▶ [Entries supplied]
+---+

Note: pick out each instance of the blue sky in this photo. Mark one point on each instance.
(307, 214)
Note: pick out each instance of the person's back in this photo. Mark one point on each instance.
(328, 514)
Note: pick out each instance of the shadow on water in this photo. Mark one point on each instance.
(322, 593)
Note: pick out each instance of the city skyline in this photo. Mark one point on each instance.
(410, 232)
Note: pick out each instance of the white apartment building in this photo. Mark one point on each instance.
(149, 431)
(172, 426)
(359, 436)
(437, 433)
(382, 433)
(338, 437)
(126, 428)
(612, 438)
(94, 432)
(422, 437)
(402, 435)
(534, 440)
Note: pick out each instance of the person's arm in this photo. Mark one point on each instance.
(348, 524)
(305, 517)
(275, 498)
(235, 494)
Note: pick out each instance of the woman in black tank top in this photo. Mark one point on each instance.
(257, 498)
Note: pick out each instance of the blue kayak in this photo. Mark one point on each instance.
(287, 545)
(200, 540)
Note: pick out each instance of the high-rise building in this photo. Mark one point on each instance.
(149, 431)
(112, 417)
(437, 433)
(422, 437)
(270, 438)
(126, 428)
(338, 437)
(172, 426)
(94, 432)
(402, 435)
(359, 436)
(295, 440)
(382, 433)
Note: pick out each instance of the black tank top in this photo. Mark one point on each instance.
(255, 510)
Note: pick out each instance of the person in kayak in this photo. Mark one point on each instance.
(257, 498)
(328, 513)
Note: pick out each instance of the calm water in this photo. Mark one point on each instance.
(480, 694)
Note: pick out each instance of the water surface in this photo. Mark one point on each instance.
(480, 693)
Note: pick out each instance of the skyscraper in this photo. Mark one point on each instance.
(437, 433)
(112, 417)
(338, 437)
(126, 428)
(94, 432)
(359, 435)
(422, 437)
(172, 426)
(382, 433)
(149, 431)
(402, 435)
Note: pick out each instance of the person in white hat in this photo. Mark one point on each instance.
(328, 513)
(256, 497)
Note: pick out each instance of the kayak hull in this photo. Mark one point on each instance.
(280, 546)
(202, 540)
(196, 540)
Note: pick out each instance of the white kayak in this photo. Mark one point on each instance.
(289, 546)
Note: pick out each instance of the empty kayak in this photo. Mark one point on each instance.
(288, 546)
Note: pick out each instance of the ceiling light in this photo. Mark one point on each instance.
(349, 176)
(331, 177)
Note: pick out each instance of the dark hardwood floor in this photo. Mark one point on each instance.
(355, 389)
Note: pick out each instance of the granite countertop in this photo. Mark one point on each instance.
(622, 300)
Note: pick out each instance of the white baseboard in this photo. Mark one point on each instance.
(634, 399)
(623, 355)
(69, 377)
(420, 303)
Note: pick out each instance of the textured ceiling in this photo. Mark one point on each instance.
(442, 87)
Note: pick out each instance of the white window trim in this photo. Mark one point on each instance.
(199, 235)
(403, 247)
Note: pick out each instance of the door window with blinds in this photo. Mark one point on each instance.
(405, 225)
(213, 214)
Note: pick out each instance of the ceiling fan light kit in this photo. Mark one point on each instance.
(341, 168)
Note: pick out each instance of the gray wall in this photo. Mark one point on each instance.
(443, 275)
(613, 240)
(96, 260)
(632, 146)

+---+

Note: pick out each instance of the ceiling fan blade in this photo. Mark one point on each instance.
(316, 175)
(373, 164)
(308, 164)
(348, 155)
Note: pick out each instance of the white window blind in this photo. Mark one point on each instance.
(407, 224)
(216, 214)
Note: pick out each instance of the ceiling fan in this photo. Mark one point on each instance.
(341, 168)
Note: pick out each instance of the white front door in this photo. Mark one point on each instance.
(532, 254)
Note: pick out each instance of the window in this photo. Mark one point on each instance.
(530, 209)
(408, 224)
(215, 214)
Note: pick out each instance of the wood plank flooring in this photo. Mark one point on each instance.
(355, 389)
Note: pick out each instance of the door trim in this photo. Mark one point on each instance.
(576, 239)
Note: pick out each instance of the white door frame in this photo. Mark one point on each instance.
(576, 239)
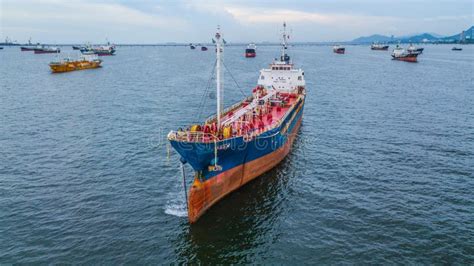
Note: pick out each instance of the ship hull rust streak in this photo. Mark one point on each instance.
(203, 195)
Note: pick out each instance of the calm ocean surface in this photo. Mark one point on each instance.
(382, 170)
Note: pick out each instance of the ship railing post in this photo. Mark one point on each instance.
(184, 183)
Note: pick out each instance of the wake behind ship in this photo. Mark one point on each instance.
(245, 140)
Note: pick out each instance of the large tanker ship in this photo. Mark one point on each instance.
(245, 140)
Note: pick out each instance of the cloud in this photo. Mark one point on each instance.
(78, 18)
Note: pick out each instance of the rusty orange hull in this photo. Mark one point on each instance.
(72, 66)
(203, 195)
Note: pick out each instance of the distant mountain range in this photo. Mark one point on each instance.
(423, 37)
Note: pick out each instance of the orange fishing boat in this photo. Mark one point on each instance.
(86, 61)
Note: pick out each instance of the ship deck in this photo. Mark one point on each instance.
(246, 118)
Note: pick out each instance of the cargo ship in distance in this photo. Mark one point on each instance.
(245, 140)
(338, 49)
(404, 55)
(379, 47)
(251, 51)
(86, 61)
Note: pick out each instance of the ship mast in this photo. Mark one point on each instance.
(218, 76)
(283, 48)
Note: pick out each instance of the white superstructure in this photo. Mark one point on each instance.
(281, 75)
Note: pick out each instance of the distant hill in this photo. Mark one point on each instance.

+---+

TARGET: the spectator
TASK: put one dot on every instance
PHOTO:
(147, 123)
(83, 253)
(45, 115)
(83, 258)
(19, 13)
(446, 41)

+---+

Render the lines from the one containing "Note: pick out each instance of the ship railing" through the one containing "Note: pick out each instance of the distant hill", both included, as a Markdown table with the columns Row and Line text, giving each line a row number and leaving out blank lines. Include no other lines.

▶ [Finished answer]
| Row | Line text |
|---|---|
| 1 | Note: pick out each instance of the ship railing post in this photo. Mark one point on each instance. |
| 2 | (184, 183) |
| 3 | Note: pick out each instance of the wake behind ship in this photo. Mark one point on each instance. |
| 4 | (245, 140) |
| 5 | Note: pick out each instance of the large tanker ship in this photo. Mark one point on each instance. |
| 6 | (245, 140) |
| 7 | Note: pick out each instance of the cloud in this photo. Mark one point on each instance. |
| 8 | (78, 18) |
| 9 | Note: pick out each instance of the rusty orange hull in this photo. Mark one point on each instance. |
| 10 | (72, 66) |
| 11 | (203, 195) |
| 12 | Note: pick out each instance of the distant mountain range in this photo. Mark one point on each instance. |
| 13 | (423, 37) |
| 14 | Note: pick out each instance of the orange fishing boat in this photo. Mark one point on each instance. |
| 15 | (86, 61) |
| 16 | Note: pick out each instance of the ship deck in this photo. Mark one point on each instance. |
| 17 | (246, 118) |
| 18 | Note: pick out each instance of the cargo ship in distance in this photo. Mark one point on each instance. |
| 19 | (245, 140) |
| 20 | (338, 49) |
| 21 | (404, 55) |
| 22 | (379, 47) |
| 23 | (251, 51) |
| 24 | (86, 61) |
| 25 | Note: pick out each instance of the ship mast in this photo. Mark one point on each instance. |
| 26 | (218, 76) |
| 27 | (283, 48) |
| 28 | Note: pick out each instance of the white superstructure in this photo. Mark one point on each instance. |
| 29 | (281, 75) |
| 30 | Note: pick out each instance of the distant hill in this photo. Mark one point on each instance. |